= Beginning of Section =

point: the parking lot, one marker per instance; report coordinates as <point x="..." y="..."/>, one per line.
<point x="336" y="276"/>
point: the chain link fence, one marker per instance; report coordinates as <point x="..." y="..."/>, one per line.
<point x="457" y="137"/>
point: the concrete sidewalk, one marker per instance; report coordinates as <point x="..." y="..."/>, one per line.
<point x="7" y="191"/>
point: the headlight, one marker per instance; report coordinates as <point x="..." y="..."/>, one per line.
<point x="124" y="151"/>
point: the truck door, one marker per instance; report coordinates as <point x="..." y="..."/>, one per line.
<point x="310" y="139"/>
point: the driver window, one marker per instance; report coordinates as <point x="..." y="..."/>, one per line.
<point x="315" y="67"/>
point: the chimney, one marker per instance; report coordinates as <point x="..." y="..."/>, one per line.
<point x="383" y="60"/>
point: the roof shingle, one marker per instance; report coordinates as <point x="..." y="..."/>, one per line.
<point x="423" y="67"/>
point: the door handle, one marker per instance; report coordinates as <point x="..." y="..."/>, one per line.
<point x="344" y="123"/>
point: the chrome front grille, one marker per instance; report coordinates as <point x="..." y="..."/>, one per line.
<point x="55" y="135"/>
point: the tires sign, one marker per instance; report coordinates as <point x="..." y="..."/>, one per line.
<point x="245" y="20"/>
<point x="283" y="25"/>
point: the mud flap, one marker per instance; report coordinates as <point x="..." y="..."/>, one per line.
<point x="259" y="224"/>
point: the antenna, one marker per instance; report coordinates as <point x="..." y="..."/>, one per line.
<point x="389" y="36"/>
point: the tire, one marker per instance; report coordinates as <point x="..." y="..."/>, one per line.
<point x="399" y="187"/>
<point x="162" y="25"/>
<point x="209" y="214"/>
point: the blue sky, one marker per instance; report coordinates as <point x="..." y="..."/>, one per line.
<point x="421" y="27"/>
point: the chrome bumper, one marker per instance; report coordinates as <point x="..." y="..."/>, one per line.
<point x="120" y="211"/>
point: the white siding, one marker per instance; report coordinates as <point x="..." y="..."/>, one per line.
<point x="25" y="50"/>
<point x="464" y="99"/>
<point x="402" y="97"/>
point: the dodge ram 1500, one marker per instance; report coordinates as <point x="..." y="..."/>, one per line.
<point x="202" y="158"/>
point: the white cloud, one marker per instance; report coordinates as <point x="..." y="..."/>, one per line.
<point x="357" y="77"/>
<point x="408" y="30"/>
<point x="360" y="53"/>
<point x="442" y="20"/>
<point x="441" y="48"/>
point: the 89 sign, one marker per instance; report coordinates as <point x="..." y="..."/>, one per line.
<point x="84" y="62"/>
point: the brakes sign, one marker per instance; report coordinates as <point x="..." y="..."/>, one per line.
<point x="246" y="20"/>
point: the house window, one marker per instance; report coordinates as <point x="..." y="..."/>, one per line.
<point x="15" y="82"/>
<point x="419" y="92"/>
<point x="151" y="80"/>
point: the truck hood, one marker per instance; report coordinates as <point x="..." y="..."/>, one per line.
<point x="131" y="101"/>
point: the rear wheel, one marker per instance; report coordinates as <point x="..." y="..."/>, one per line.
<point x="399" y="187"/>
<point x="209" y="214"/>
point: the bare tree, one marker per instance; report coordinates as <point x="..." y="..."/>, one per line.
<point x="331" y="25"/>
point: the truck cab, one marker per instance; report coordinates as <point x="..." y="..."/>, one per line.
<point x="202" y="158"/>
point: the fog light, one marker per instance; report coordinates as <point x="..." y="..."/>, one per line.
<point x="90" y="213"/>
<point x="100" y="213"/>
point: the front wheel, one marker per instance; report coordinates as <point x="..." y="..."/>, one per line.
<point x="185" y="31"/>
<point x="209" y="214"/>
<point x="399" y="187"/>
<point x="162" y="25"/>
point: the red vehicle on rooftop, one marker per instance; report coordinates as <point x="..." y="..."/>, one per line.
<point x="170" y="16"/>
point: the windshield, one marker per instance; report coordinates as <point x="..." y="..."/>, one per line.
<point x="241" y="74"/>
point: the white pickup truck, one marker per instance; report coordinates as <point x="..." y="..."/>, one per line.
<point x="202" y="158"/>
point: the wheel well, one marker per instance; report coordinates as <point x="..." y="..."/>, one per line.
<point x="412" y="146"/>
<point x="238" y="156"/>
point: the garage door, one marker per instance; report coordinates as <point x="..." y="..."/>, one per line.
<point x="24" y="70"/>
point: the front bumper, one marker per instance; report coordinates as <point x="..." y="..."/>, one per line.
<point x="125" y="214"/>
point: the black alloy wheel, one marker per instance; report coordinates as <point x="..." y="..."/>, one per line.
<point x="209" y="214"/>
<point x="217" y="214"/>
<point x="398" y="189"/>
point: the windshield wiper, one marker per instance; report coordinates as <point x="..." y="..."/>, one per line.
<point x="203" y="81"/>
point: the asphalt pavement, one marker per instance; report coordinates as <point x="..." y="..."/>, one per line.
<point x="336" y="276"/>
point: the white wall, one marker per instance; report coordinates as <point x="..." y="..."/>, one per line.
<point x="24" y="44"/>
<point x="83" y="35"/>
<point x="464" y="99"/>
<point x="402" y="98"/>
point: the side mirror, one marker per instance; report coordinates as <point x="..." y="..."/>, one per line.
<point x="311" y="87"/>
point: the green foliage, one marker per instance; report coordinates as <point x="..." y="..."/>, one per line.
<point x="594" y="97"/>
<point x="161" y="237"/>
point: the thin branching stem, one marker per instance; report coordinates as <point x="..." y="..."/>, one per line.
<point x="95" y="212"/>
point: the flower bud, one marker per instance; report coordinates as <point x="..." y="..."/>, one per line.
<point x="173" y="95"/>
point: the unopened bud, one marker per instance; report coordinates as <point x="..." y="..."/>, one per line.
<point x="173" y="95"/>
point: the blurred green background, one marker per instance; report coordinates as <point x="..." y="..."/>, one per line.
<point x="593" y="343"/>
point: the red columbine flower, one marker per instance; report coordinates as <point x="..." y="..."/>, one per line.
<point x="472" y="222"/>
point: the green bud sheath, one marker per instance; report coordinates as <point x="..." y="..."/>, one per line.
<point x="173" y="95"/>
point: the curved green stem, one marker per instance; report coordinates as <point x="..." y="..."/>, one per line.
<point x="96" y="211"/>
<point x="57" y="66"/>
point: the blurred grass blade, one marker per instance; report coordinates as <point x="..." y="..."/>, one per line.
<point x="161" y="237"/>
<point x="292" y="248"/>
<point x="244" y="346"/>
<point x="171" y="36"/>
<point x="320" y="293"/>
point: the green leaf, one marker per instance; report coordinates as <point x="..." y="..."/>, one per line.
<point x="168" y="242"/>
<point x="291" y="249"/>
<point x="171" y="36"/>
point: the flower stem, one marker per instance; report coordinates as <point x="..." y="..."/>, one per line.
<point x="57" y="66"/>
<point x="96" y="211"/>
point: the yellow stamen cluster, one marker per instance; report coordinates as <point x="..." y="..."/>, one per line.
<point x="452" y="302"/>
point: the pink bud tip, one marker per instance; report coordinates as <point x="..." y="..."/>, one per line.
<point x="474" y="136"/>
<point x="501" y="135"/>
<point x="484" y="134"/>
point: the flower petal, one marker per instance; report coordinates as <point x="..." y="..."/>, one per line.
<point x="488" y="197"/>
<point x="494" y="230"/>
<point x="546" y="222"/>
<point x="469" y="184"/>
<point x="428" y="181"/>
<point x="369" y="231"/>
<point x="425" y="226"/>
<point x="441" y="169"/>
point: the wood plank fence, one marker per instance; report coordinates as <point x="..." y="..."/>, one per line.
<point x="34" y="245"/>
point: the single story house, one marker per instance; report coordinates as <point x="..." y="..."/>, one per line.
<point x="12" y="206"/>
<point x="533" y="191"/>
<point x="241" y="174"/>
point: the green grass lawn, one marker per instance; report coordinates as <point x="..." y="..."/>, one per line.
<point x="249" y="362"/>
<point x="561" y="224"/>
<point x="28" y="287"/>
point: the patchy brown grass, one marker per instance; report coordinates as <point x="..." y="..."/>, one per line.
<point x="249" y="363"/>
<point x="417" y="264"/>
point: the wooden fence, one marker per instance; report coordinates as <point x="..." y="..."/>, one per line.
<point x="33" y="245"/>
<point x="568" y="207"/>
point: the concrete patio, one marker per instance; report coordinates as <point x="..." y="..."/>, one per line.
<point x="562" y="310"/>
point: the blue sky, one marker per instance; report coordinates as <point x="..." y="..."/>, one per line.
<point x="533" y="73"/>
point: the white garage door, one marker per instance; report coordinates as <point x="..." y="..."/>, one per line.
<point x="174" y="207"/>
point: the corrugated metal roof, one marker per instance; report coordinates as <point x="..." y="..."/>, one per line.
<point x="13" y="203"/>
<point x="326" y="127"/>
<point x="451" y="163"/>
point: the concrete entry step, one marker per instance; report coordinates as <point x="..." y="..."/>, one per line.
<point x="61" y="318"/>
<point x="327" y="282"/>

= End of Section =

» **Exercise description**: For this task, copy exactly the line with "point: the white garage" and the lines that come after it, stopping at the end of the material above.

» **Finished exercise**:
point: the white garage door, one marker per instance; report coordinates as <point x="..." y="..."/>, one per line.
<point x="174" y="207"/>
point: the corrugated metal roof, one marker per instance; report coordinates as <point x="..." y="..."/>, one per line.
<point x="13" y="203"/>
<point x="326" y="127"/>
<point x="451" y="163"/>
point: the concrete entry step, one marker per instance; report coordinates as <point x="..." y="..."/>, one per line.
<point x="61" y="318"/>
<point x="327" y="282"/>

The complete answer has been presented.